● Work request
Once you find the line containing "Practice. Find the fingernail", output it and every line after it to the end of the records, exactly.

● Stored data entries

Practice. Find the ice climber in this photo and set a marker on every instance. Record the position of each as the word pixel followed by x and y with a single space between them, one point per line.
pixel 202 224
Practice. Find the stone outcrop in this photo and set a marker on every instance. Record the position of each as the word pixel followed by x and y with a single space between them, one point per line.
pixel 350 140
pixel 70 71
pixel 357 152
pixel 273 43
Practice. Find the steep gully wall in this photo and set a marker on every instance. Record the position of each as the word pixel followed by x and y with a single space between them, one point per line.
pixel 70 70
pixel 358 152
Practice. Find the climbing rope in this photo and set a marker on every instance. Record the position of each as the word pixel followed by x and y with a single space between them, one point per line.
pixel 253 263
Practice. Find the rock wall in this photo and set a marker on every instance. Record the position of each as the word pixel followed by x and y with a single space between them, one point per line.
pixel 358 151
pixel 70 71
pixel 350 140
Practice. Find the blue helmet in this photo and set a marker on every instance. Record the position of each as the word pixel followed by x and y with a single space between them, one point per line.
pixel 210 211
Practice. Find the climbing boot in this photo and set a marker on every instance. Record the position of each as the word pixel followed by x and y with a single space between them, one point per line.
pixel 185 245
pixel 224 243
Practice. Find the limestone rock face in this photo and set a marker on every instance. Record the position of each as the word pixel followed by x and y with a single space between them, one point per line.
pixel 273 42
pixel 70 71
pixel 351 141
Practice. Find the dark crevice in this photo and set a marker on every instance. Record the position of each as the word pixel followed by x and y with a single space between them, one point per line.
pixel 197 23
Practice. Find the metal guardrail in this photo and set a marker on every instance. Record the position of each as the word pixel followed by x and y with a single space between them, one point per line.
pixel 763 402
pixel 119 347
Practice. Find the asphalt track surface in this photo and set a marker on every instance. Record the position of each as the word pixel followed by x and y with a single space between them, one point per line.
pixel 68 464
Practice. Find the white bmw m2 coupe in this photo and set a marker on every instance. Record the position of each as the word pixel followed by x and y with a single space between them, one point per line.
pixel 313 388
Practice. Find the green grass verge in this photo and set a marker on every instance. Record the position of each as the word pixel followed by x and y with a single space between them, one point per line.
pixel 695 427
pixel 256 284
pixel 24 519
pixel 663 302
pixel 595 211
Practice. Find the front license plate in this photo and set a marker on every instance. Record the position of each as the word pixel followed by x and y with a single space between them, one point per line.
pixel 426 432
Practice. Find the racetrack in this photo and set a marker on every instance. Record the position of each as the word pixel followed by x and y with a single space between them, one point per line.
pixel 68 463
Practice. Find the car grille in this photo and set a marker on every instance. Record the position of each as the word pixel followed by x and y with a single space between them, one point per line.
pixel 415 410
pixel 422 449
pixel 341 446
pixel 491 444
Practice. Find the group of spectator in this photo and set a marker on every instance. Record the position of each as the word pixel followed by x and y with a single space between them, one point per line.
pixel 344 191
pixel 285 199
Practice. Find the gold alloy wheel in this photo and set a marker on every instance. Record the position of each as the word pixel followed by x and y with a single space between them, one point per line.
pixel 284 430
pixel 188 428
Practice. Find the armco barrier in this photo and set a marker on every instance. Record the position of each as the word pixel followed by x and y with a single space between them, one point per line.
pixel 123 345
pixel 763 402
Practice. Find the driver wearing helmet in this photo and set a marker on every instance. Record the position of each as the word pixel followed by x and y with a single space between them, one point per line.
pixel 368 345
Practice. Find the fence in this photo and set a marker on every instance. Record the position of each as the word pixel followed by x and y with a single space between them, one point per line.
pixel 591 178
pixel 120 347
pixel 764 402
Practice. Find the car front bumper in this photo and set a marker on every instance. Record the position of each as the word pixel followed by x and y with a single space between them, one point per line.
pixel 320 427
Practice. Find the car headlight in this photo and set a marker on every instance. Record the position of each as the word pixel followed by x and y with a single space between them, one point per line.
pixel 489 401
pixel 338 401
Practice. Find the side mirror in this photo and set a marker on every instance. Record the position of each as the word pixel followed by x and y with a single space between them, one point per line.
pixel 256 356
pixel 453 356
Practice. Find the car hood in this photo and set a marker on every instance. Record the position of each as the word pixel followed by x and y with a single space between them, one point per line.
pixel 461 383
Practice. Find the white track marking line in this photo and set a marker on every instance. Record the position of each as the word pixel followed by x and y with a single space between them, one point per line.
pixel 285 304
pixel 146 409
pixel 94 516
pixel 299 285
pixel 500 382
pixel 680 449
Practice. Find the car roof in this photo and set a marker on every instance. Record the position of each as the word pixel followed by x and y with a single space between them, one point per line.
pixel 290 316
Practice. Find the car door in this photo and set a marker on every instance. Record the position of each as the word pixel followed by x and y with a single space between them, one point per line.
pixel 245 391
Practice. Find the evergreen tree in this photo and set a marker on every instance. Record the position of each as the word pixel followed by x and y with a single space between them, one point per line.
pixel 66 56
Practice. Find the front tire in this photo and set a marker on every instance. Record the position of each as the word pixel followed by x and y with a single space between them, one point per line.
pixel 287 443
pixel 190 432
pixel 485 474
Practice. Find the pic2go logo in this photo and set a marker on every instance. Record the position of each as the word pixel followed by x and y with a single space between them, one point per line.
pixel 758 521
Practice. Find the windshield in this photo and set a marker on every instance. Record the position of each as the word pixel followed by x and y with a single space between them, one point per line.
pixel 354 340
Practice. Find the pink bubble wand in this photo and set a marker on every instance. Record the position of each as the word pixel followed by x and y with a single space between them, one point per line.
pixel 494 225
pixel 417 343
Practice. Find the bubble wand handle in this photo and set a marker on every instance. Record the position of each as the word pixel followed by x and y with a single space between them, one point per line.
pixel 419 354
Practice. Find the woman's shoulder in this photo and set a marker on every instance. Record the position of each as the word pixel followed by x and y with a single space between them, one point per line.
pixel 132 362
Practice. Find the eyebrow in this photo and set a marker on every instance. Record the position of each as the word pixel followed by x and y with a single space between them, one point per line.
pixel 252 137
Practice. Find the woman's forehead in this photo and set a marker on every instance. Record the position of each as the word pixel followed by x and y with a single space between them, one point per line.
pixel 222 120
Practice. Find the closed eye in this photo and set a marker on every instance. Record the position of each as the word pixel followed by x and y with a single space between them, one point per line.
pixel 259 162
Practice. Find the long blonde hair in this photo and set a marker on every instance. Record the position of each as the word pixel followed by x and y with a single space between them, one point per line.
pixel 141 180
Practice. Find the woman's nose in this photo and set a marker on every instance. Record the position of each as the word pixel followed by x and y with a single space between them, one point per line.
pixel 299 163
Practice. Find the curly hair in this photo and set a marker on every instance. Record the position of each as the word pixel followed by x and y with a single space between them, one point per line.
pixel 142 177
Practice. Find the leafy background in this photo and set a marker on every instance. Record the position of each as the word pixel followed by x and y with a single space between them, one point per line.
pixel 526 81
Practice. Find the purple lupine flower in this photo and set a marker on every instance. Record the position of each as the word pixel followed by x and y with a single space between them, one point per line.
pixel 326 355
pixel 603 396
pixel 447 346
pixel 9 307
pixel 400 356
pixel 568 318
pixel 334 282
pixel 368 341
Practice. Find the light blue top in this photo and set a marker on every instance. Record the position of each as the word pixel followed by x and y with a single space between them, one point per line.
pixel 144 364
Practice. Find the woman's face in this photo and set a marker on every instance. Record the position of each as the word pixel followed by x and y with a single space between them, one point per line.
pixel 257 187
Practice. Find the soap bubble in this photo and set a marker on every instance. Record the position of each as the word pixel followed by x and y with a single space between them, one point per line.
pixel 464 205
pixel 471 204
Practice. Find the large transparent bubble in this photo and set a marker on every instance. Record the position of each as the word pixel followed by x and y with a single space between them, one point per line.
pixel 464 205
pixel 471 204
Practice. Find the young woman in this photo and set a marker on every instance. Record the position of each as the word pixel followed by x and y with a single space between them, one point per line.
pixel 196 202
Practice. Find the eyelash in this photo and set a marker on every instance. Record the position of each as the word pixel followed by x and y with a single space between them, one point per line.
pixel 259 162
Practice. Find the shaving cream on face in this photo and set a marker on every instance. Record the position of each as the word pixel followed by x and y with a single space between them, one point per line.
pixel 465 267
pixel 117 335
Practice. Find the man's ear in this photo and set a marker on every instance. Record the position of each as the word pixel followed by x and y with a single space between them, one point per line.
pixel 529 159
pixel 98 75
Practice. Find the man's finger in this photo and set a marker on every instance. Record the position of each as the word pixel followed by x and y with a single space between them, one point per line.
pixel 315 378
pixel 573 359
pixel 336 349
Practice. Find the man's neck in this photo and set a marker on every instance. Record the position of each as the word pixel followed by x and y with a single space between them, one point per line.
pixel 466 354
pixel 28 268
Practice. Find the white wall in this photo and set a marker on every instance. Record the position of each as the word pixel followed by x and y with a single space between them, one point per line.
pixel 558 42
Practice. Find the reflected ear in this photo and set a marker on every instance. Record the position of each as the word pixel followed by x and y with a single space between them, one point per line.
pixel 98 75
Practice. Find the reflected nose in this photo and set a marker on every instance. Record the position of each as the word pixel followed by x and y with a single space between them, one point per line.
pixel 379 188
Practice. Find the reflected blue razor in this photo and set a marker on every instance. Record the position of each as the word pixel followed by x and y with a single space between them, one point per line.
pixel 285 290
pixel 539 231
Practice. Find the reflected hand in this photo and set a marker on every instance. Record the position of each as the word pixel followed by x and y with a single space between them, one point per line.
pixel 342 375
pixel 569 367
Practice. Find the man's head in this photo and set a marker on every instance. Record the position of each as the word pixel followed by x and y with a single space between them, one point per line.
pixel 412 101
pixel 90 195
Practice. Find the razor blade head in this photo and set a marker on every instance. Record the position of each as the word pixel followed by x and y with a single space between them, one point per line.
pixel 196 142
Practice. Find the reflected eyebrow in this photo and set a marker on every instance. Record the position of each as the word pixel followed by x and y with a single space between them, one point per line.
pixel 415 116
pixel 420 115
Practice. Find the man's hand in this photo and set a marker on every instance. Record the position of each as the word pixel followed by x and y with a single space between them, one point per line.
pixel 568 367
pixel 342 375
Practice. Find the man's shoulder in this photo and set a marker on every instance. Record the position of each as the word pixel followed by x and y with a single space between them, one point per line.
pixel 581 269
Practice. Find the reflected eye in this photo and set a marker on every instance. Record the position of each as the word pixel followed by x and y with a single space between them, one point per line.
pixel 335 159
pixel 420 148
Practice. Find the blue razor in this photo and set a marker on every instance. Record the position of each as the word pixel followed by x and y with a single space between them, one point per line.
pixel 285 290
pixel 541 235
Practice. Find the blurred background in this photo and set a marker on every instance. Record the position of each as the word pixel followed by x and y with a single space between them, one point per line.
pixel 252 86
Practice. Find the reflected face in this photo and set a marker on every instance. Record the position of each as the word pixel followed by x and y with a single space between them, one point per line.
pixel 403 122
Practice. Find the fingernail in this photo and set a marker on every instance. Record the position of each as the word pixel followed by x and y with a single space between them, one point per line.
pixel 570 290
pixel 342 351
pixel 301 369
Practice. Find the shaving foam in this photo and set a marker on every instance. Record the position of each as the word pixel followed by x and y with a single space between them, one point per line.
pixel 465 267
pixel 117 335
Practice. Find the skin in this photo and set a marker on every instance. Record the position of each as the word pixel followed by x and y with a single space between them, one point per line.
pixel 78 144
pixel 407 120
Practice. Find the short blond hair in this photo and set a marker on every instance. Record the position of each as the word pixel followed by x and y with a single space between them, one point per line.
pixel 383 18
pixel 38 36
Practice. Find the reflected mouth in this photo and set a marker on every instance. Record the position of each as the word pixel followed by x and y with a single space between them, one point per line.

● Result for this exercise
Practice. Find the fingernail in this photo and set a marker on every instance. Record the position of each as the word pixel followed by x and y with a single space between them, one point per line.
pixel 570 290
pixel 342 351
pixel 301 369
Practice. Find the shaving foam in this photo and set a marker on every instance. Record the position of each as the word pixel followed by x and y with a single space between them, one point per line.
pixel 465 267
pixel 117 335
Practice. Find the skin in this photo and set a marker on every instance. Record the position of each as the word pixel followed by x and y with a single space between them, one point per line.
pixel 78 144
pixel 407 120
Practice. Find the short blond hair in this photo and set a marker on every instance. Record the position of each as the word pixel followed by x and y with a single space between them, one point per line.
pixel 383 18
pixel 38 36
Practice. Find the reflected mouth in this photo and set a marker on every instance. Record the position of each as the word pixel followed by x and y with a single space between them, one point per line.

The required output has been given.